▸ About this exercise
For every line in the records below that holds "green", make a copy.

━━━━━━━━━━━━━━━━

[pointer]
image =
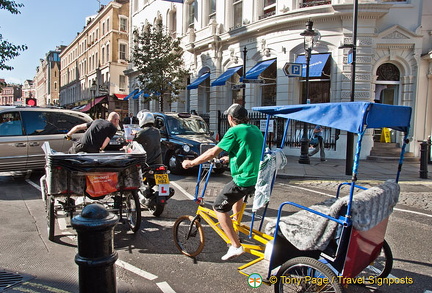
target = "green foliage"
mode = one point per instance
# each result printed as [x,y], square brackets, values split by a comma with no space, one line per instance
[8,50]
[158,58]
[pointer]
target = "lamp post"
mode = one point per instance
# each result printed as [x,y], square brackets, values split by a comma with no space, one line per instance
[311,37]
[93,93]
[244,75]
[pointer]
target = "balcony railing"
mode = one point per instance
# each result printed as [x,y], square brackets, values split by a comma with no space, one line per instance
[310,3]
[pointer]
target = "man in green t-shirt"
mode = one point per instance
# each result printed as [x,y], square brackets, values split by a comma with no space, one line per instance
[243,143]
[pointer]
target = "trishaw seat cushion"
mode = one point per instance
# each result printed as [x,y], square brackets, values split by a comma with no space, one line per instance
[371,206]
[309,231]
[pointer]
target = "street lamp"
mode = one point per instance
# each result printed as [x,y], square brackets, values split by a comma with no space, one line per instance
[311,37]
[93,92]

━━━━━━━━━━━━━━━━

▸ Exercise solution
target = "green foliage"
target = "man in green t-shirt"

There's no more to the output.